======== Entries provided ========
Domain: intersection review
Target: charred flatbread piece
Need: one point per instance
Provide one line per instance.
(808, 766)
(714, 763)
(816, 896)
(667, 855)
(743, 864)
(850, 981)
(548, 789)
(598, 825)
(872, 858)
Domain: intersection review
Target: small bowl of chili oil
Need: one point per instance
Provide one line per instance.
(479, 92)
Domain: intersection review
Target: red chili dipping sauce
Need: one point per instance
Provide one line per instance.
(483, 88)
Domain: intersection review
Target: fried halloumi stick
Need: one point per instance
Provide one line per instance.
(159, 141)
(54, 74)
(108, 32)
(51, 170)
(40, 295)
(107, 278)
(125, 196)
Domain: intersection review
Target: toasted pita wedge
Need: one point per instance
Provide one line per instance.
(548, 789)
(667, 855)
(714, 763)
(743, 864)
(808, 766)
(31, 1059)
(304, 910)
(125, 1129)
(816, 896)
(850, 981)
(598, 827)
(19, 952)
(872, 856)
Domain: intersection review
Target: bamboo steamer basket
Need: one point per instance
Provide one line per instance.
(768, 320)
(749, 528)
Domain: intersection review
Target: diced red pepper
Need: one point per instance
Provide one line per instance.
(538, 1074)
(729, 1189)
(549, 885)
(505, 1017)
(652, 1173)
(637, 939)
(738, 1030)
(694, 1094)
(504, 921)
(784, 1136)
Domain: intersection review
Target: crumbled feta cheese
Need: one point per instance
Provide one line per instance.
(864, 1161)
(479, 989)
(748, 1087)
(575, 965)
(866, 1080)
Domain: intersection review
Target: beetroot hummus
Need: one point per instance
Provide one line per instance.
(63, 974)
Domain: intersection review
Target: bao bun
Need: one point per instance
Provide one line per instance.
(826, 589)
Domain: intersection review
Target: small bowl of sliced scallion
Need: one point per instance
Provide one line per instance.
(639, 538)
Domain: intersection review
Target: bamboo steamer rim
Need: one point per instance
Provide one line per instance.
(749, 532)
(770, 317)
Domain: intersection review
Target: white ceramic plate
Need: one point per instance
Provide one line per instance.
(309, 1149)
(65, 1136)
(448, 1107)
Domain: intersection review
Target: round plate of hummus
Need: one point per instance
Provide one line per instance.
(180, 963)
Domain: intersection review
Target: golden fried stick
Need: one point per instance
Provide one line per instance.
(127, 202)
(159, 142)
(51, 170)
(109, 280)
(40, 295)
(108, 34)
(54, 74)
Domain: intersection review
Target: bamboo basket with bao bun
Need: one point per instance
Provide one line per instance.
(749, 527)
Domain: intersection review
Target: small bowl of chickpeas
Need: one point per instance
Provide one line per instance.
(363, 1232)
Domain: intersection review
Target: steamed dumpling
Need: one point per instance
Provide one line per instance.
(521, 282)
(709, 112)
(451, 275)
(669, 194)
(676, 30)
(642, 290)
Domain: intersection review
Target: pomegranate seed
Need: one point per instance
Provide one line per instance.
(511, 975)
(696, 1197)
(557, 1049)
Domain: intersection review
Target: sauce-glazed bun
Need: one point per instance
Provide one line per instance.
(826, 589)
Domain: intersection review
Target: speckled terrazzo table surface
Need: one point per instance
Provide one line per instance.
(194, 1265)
========
- [What to do]
Take the entries above and transcribe them exactly.

- [Exercise output]
Domain: intersection review
Target: charred flatbread piece
Need: one point per instance
Provide one line per instance.
(808, 766)
(714, 763)
(816, 896)
(667, 855)
(743, 864)
(850, 981)
(548, 789)
(598, 825)
(872, 858)
Domain: intersection review
Target: small bowl of chili oil
Need: one point per instance
Provide one line per instance.
(479, 92)
Domain: intersection review
Target: red chili dipping sauce
Need: one point per instance
Provide one line per instance.
(483, 88)
Domain: intersection review
Target: fried halloumi stick
Need: one point per instance
Provide one line per instance.
(159, 141)
(54, 74)
(108, 32)
(51, 170)
(40, 295)
(107, 278)
(125, 196)
Domain: intersection review
Target: toasted pita wedge
Need: one point per instance
Provide one line per instance.
(548, 789)
(667, 855)
(714, 763)
(743, 864)
(808, 766)
(31, 1059)
(304, 910)
(125, 1129)
(816, 896)
(850, 981)
(598, 827)
(19, 952)
(872, 856)
Domain: intersection review
Target: bamboo steamer basket
Need: one point per instance
Provide one line per instance.
(768, 320)
(749, 528)
Domain: intersection review
Target: diced red pepper
Need: one point per instance
Provide one line per instance.
(538, 1074)
(729, 1189)
(549, 885)
(505, 1017)
(652, 1173)
(637, 939)
(738, 1030)
(694, 1094)
(504, 921)
(784, 1136)
Domain: intersection review
Target: crumbled feta cheese
Need: one point per instance
Provide one line per instance.
(864, 1161)
(479, 989)
(748, 1087)
(575, 965)
(866, 1080)
Domain: intersection review
Target: beetroot hummus
Need: one point per instance
Provide one line per instance.
(63, 974)
Domain: intersection review
Target: bao bun
Need: one point per instance
Provide one line per instance.
(826, 589)
Domain: intersection review
Target: small bowl of sliced scallion
Need: one point per instance
Provide one line per instance.
(639, 538)
Domain: intersection review
Target: bamboo steamer rim
Need: one point per instance
Provide one line per instance.
(749, 532)
(770, 317)
Domain: intersection review
Target: white ceramic plate
Need: one point per instance
Provide one line per instance.
(309, 1149)
(65, 1136)
(448, 1107)
Domain: intersection review
Target: round plate of hummus
Need: one point per instance
Provide one line per instance.
(180, 963)
Domain: intersection review
Target: golden fried stick
Need: one point per instance
Provide one line per instance.
(127, 202)
(159, 142)
(51, 170)
(109, 280)
(40, 295)
(108, 34)
(54, 74)
Domain: intersection review
Target: bamboo basket with bao bun
Need: one point per instance
Provide one line per instance.
(749, 527)
Domain: intersection review
Target: small bowl of chickpeas
Need: one point per instance
Provide one line per instance.
(363, 1232)
Domain: intersection review
Target: steamed dumpling
Need: one point per instance
Provide one line per instance.
(521, 282)
(709, 112)
(451, 275)
(669, 194)
(676, 30)
(642, 290)
Domain: intersection review
Target: pomegranate seed
Need: one point per instance
Provide one line per instance.
(511, 975)
(696, 1197)
(557, 1049)
Domain: intersection review
Target: sauce-glazed bun
Need: one point per instance
Provide one line per instance.
(826, 589)
Domain: intersection review
Target: speckled terrazzo table surface
Need: one point per instance
Provide one line per instance.
(194, 1265)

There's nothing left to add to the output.